_YOUR INSTRUCTIONS_
Reproduce every record below exactly as written, leaving out any pictures.

>> Start EXTRACTED RECORDS

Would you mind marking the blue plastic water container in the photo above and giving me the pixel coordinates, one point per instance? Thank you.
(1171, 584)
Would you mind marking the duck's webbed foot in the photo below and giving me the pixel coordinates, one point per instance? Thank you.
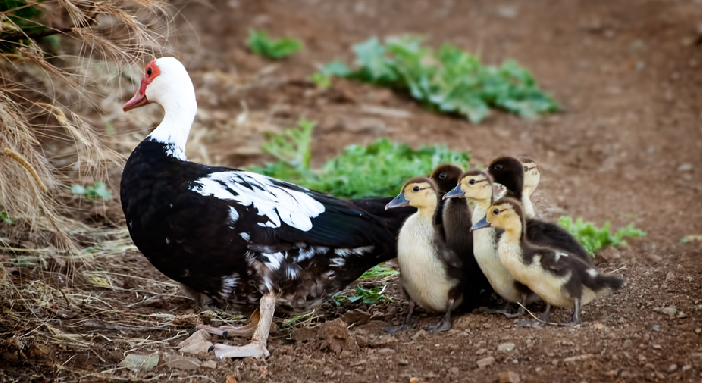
(408, 320)
(257, 347)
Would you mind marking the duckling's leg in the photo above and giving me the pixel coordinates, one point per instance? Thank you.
(576, 314)
(445, 323)
(408, 320)
(520, 312)
(257, 347)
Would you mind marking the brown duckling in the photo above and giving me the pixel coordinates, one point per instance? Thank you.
(455, 225)
(476, 186)
(509, 171)
(559, 278)
(532, 176)
(430, 272)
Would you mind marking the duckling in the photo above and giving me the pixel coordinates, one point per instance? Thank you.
(532, 176)
(430, 272)
(509, 172)
(455, 225)
(559, 278)
(477, 186)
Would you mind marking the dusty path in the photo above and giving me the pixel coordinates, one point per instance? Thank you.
(628, 148)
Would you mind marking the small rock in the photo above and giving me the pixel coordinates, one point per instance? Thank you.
(508, 377)
(182, 362)
(486, 362)
(139, 362)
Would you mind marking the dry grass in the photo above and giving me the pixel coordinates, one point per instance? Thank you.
(47, 98)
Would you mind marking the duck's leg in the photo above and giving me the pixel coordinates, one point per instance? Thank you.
(257, 347)
(576, 315)
(520, 312)
(408, 320)
(243, 331)
(445, 323)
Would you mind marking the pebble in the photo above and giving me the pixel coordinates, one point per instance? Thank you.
(486, 362)
(508, 377)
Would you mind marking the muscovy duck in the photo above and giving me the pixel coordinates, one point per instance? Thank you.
(241, 238)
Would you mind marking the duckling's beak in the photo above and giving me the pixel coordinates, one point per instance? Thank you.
(455, 193)
(398, 201)
(483, 223)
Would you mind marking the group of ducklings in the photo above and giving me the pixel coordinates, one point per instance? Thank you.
(464, 243)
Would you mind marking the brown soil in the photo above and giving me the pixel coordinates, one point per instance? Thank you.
(628, 148)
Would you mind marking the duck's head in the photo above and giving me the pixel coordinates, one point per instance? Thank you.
(532, 173)
(505, 213)
(165, 82)
(476, 185)
(446, 177)
(420, 192)
(508, 171)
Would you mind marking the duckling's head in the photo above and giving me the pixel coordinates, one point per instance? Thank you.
(508, 171)
(420, 192)
(476, 185)
(446, 177)
(505, 213)
(532, 174)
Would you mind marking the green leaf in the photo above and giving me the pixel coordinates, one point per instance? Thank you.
(447, 80)
(271, 48)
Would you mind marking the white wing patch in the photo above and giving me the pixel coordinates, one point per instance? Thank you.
(278, 204)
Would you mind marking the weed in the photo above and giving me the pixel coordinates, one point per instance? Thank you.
(447, 80)
(91, 192)
(379, 271)
(360, 171)
(271, 48)
(593, 238)
(369, 296)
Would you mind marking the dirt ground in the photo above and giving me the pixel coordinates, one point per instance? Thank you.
(627, 148)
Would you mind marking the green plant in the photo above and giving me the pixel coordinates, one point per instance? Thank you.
(369, 296)
(447, 80)
(5, 217)
(98, 189)
(359, 171)
(593, 238)
(379, 271)
(271, 48)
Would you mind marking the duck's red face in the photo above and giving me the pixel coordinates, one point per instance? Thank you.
(139, 99)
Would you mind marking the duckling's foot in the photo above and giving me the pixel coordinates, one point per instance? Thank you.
(255, 349)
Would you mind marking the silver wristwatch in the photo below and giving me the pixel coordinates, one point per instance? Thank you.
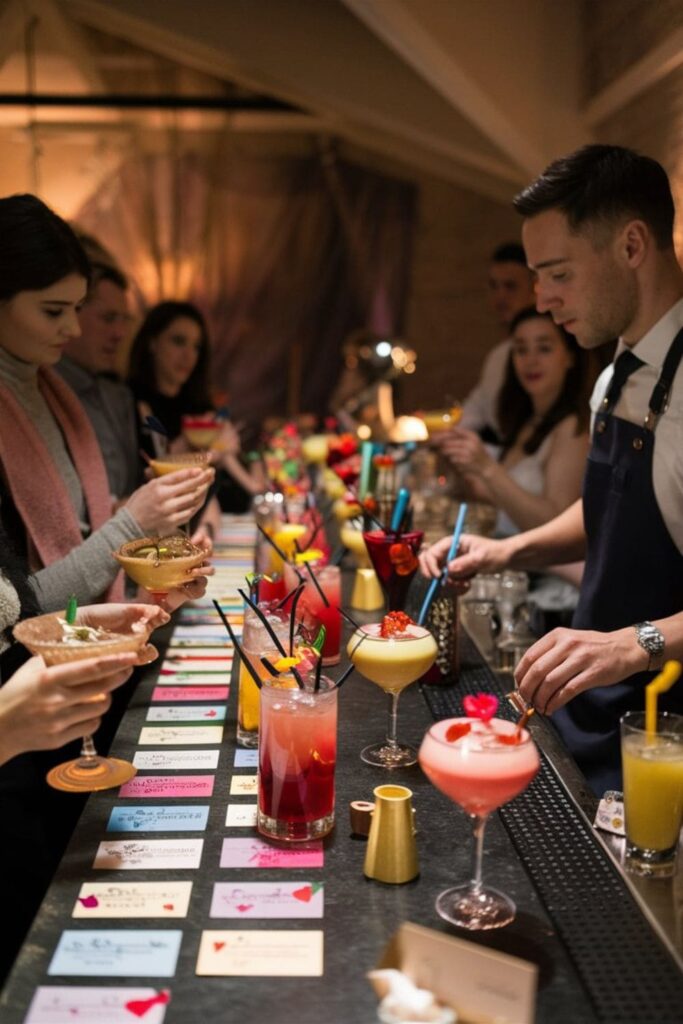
(651, 640)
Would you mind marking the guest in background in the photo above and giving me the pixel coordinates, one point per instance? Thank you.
(54, 496)
(543, 416)
(169, 376)
(510, 291)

>> End EXTRACTED RECORDS

_ANSWER TO THIS TASK_
Would you mind marking the blue plastic water container in the photo above and giving me the pixel coordinates, one point per instance? Thank you.
(1171, 584)
Would you mind marking the duck's webbed foot in the photo below and giving me the pixel coordinates, one point per instance? Thank you.
(408, 320)
(257, 347)
Would you mind marking the duckling's leg in the photo above and giving me the pixel coordinates, one point per instance? Thank you.
(576, 314)
(445, 323)
(408, 320)
(520, 312)
(257, 347)
Would you mind marking the brown duckling in the photo above and giving me the pixel coordinates, one point per instance? Thank you.
(455, 225)
(476, 186)
(509, 171)
(559, 278)
(532, 176)
(430, 272)
Would you mind marking the duckling in the photo above and giving me the pixel coordinates, one point per instance? Thank you.
(532, 176)
(430, 272)
(509, 172)
(455, 225)
(559, 278)
(477, 186)
Would you mind marking the dusty path in the photo above and giving me the pixel coordinates, one point per instance? Thank you.
(628, 148)
Would you mind marking the small rock in the photo above and giving me the pixel coordinates, one point per instance? Thank you.
(508, 377)
(182, 362)
(486, 362)
(139, 362)
Would you mind marking the dry grass in the photo above and giving me the pixel coordinates, one point per instance? Thank you.
(47, 98)
Would you mind marking the duck's leg in the photo above and giving me the pixel coordinates, one point per instance? Thank you.
(257, 347)
(576, 315)
(520, 312)
(408, 320)
(243, 331)
(445, 323)
Would you mind marking the pebble in the photo above and giving me the pixel coordinates, one point per instance? Thank you.
(486, 362)
(508, 377)
Would you mind marking the muscovy duck in the photo above and giving me the pixel coordinates, one point per instance? Thank you.
(241, 238)
Would you mind marking the duckling's beak in the photo above and giving me the pixel coordinates, one point per instance? Thank you.
(455, 193)
(398, 201)
(483, 223)
Would you mind marking the group of ducklings in the photo above and giving me the pixel coordinates, one point per instance? Thank you.
(464, 243)
Would you mind marking the brown soil in the photo above and giving me the pixel coordinates, one point per instance? Thank you.
(628, 148)
Would you mind marking the duck's head in the photo above and giving me the pixel coordinates, one point per instance? Thank you.
(532, 173)
(505, 213)
(165, 82)
(476, 185)
(446, 177)
(420, 192)
(508, 171)
Would you mind marking the duckling's head in the photo above and giving me the pixel coordinates, one point per instance? Thank you.
(508, 171)
(420, 192)
(476, 185)
(446, 177)
(505, 213)
(532, 174)
Would you mind marking the green leaf in the photo above and giving me the pixel coordinates, one point per instance? Thank you.
(447, 80)
(271, 48)
Would you mind marking the white wing patch in the photo above and giving me the pixel coordinates, one point per instance? Thank you.
(278, 204)
Would you mind marking the weed in the photo above and giving me the pixel coordinates, one point per instance? Thank you.
(447, 80)
(91, 192)
(379, 271)
(360, 171)
(271, 48)
(593, 238)
(369, 296)
Would you mind marking the dirt ground in the photo above and giving me the pixel coordinates, one point per instance? Thank you.
(627, 148)
Would you mind marking the green plant in the photo above and giving me the pixel coordinates, one point per instance? Thank you.
(369, 296)
(447, 80)
(5, 217)
(98, 189)
(359, 171)
(593, 238)
(379, 271)
(271, 48)
Would you mind marking the duck's red face in the photo above and giving me the pixel coordinates, one point per instance? Thank you.
(139, 99)
Would you mind marking the duckling's foot in the photo above and giving me the pixel coordinates, one point per instance? Thank you.
(255, 349)
Would you mind marking the silver wristwatch in the photo below and giving me the pixel coordinates, one point per instance? Thank you.
(651, 640)
Would you mind marking the guest in background in the photo above and giving me the pixel coordinates, one point per instance? Thank you.
(54, 496)
(543, 416)
(169, 376)
(510, 291)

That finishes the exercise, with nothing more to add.